> Given text:
Computer Science I
MC140.01 / MC140.02
Fall 2000
Term Project
due Friday 8 December 2000

For your term project, you must do FOUR of the five problems listed below. Each program is smaller than most of your homework assignments, but you will not be given any hints or skeletons as with the homeworks.

The project is worth 10% of your term mark. It will be marked out of 100 points. Each program is worth 25 points. For extra credit, you may do all five programs and earn up to 25 extra points towards your 1000 point semester total.

Make sure your code is commented well and is readable, i.e., that it is indented properly (follow my style in lectures or the style in the textbook). MAKE SURE YOU HAVE A HEADER COMMENT AT THE TOP OF EACH PROGRAM, WHICH INCLUDES YOUR NAME. Also put header comments at the beginning of each function.

The project is due on the last day of class (8 December). Some of the skills needed will be discussed in class up until the last week of classes. However, you are STRONGLY encouraged to begin working on the project sooner rather than later, doing the parts you can do now.

As usual, submit your program electronically. You should deposit your files in the professor's folder, named (e.g.) as follows:
Bring a hardcopy to class. PRINT EACH PROGRAM ON A SEPARATE PAGE. Please staple loose sheets together.

1. (25 points) The greatest common divisor of integers x and y is the largest integer that evenly divides both x and y. Write a recursive function gcd which determines the greatest common divisor of x and y. The gcd of x and y is defined recursively as follows. If y is equal to 0, then gcd(x,y) is x; otherwise gcd(x,y) is gcd(y,x%y), where % is the modulus operator. Write a program that asks the user to enter values for x and y and then calls gcd(x,y) and prints out the result.

> Records supplied:

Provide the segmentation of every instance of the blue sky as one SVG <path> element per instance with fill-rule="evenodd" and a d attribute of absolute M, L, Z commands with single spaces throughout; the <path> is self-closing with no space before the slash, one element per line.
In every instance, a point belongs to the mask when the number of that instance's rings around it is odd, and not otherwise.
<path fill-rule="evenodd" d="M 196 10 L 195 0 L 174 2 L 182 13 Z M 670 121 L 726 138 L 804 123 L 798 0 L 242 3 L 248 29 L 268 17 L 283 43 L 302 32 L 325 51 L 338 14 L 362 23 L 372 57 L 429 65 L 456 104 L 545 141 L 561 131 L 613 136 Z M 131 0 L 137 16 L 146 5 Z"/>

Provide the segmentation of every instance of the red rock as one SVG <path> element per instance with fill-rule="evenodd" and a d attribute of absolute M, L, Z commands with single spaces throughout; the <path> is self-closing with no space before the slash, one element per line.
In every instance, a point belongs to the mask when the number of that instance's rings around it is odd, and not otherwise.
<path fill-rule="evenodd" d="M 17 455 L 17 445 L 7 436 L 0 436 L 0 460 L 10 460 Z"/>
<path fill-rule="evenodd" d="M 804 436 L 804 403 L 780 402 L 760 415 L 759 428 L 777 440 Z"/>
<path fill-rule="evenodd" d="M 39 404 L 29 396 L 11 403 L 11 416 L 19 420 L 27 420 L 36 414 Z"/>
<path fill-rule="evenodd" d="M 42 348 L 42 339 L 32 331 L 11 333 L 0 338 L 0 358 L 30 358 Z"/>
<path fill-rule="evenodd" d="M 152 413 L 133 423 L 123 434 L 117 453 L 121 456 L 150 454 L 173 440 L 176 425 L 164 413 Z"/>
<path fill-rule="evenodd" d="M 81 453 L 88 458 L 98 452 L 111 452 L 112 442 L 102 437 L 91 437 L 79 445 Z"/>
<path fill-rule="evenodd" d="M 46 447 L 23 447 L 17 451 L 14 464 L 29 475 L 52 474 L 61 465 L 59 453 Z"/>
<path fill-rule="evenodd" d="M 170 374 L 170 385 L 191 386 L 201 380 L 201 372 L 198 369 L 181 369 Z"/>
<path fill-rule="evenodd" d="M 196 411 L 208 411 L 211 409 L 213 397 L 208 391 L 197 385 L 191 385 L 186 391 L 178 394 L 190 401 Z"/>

> Given problem A: Reproduce the passage from the term project handout verbatim, beginning at the words "For your term" and stopping after the words "of each function.".
> Given problem B: From the listing, write out verbatim the lines beginning at the one that has "Provide the segmentation of every instance of the red" and stopping after the one that has "170 374 L 170", with both of those lines included.

> Correct result A:
For your term project, you must do FOUR of the five problems listed below. Each program is smaller than most of your homework assignments, but you will not be given any hints or skeletons as with the homeworks.

The project is worth 10% of your term mark. It will be marked out of 100 points. Each program is worth 25 points. For extra credit, you may do all five programs and earn up to 25 extra points towards your 1000 point semester total.

Make sure your code is commented well and is readable, i.e., that it is indented properly (follow my style in lectures or the style in the textbook). MAKE SURE YOU HAVE A HEADER COMMENT AT THE TOP OF EACH PROGRAM, WHICH INCLUDES YOUR NAME. Also put header comments at the beginning of each function.

> Correct result B:
Provide the segmentation of every instance of the red rock as one SVG <path> element per instance with fill-rule="evenodd" and a d attribute of absolute M, L, Z commands with single spaces throughout; the <path> is self-closing with no space before the slash, one element per line.
In every instance, a point belongs to the mask when the number of that instance's rings around it is odd, and not otherwise.
<path fill-rule="evenodd" d="M 17 455 L 17 445 L 7 436 L 0 436 L 0 460 L 10 460 Z"/>
<path fill-rule="evenodd" d="M 804 436 L 804 403 L 780 402 L 760 415 L 759 428 L 777 440 Z"/>
<path fill-rule="evenodd" d="M 39 404 L 29 396 L 11 403 L 11 416 L 19 420 L 27 420 L 36 414 Z"/>
<path fill-rule="evenodd" d="M 42 348 L 42 339 L 32 331 L 11 333 L 0 338 L 0 358 L 30 358 Z"/>
<path fill-rule="evenodd" d="M 152 413 L 133 423 L 123 434 L 117 453 L 121 456 L 150 454 L 173 440 L 176 425 L 164 413 Z"/>
<path fill-rule="evenodd" d="M 81 453 L 88 458 L 98 452 L 111 452 L 112 442 L 102 437 L 91 437 L 79 445 Z"/>
<path fill-rule="evenodd" d="M 46 447 L 23 447 L 17 451 L 14 464 L 29 475 L 52 474 L 61 465 L 59 453 Z"/>
<path fill-rule="evenodd" d="M 170 374 L 170 385 L 191 386 L 201 380 L 201 372 L 198 369 L 181 369 Z"/>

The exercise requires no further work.